_SHORT TASK_
Update the data below by changing each occurrence of "red berry" to "ripe berry" and leaving every other part untouched.

*** RECORDS TO USE ***

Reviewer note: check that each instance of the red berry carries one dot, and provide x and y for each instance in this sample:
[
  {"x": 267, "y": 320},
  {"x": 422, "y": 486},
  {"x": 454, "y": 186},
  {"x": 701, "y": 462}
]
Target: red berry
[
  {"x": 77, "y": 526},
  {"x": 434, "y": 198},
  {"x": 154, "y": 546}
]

***

_SOLUTION BELOW_
Reviewer note: check that each instance of the ripe berry carries one dot, and provide x and y for each instance in this sample:
[
  {"x": 267, "y": 320},
  {"x": 422, "y": 486},
  {"x": 454, "y": 186},
  {"x": 701, "y": 462}
]
Target: ripe berry
[
  {"x": 77, "y": 526},
  {"x": 434, "y": 198},
  {"x": 154, "y": 546}
]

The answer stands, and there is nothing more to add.